[Location labeling records]
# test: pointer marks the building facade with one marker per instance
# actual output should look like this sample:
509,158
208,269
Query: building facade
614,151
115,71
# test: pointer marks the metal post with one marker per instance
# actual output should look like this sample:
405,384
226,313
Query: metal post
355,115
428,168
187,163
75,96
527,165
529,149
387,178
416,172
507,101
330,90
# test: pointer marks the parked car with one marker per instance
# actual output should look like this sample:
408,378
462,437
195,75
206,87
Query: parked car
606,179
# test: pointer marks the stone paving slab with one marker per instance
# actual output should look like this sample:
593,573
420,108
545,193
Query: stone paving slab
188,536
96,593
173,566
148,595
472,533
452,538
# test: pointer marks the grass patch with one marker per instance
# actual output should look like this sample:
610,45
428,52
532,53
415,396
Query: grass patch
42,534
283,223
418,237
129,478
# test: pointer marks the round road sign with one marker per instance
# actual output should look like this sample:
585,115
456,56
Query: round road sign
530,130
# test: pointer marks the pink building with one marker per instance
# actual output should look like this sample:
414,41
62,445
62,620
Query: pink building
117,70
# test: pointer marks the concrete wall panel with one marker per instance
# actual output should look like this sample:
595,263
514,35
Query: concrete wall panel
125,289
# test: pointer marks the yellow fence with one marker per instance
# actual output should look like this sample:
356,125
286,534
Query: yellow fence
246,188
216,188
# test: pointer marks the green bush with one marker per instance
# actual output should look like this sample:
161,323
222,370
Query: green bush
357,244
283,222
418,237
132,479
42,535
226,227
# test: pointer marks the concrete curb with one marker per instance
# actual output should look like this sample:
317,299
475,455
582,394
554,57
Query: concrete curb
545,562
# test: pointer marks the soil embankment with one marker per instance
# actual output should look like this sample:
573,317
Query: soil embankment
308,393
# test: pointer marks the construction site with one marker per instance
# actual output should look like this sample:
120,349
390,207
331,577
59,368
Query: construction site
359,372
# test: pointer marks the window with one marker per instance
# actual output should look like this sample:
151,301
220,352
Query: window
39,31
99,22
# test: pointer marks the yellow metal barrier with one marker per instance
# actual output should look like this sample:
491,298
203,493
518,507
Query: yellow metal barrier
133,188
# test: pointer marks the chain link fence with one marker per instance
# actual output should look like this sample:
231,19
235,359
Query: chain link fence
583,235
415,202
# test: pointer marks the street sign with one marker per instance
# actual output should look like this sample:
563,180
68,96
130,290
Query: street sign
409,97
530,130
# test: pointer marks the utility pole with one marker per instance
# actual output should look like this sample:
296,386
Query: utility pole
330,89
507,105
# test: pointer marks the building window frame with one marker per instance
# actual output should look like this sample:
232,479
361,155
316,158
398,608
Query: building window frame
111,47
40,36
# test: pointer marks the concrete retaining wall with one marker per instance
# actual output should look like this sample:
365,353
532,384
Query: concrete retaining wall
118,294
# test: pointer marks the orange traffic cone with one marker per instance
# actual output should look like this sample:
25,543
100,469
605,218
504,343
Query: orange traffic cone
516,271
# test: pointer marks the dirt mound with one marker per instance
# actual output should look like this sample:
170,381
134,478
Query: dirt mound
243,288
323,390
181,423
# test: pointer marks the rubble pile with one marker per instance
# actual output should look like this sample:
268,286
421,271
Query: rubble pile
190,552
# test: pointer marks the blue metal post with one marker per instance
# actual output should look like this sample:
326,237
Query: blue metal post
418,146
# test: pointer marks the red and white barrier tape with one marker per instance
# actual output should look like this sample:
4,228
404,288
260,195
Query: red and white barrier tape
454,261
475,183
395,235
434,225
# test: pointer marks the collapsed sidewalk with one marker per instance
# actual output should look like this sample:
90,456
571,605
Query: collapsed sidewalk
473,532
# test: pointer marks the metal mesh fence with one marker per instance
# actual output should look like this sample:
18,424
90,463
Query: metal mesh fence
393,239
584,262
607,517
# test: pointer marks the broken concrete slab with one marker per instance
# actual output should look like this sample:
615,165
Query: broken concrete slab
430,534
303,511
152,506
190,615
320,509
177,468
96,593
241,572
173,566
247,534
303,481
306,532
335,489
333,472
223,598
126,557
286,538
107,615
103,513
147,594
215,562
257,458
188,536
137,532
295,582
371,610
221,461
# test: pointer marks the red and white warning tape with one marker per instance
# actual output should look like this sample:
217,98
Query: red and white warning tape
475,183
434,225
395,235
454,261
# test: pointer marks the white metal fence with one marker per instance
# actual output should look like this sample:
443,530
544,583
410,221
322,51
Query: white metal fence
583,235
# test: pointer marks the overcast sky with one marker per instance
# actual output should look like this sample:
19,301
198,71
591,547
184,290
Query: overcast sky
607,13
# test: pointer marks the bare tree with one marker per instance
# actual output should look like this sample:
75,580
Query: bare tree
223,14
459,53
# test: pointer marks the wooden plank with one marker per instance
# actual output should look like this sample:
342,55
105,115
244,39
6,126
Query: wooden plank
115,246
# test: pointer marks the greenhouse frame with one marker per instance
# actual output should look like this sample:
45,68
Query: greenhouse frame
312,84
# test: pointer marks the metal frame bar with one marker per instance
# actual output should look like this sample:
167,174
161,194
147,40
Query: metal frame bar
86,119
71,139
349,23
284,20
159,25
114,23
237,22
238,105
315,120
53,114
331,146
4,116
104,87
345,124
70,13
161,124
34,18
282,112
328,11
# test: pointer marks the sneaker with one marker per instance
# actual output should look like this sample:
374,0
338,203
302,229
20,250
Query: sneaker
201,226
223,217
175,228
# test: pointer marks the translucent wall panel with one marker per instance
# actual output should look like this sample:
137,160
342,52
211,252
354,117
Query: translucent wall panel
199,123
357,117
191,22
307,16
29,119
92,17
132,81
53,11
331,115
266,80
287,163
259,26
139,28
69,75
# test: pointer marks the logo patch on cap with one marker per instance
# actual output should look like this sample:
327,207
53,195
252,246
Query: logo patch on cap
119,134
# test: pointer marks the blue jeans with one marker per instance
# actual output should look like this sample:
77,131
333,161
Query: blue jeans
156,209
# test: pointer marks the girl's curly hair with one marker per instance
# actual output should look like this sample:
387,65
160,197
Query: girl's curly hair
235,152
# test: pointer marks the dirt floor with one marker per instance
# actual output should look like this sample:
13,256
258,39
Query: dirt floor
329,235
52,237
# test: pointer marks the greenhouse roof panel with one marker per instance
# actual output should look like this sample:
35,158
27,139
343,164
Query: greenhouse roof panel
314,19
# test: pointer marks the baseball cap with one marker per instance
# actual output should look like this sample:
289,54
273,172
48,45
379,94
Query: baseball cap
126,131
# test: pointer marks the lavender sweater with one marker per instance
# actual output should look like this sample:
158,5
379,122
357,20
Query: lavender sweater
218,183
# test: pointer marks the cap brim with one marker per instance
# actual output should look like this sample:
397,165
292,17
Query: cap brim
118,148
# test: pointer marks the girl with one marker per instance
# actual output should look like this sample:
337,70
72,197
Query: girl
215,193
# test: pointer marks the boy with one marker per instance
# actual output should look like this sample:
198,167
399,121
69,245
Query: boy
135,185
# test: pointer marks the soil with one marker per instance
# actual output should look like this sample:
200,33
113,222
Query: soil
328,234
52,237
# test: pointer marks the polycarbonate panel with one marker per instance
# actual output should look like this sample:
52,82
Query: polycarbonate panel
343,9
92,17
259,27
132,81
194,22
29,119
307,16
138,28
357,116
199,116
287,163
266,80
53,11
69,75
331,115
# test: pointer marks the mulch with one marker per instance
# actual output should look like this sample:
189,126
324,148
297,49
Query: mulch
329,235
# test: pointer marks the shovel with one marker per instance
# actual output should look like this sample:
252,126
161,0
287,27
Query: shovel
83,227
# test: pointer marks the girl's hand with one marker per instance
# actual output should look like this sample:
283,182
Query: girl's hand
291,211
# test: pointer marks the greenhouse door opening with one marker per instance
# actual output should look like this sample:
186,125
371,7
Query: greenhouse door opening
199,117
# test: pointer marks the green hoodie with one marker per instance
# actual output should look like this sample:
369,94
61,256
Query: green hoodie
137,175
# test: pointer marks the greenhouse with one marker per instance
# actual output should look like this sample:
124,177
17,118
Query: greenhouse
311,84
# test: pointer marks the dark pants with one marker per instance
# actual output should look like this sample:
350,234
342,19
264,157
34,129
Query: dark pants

- [Goal of the exercise]: Return, word for word, every line from the line with "# test: pointer marks the greenhouse door" to the final line of the data.

- [Solution to the exercise]:
# test: pointer marks the greenhouse door opening with one marker per instance
# actual output should look like this sample:
186,125
371,7
Query: greenhouse door opening
199,117
# test: pointer marks the green hoodie with one marker per instance
# actual output should look like this sample:
369,94
61,256
Query: green hoodie
137,175
# test: pointer marks the greenhouse with one marker per instance
# actual output should look like this sample:
124,177
17,118
Query: greenhouse
311,84
# test: pointer marks the dark pants with one marker per instance
# actual output should look like this sample:
350,234
342,19
264,157
34,129
Query: dark pants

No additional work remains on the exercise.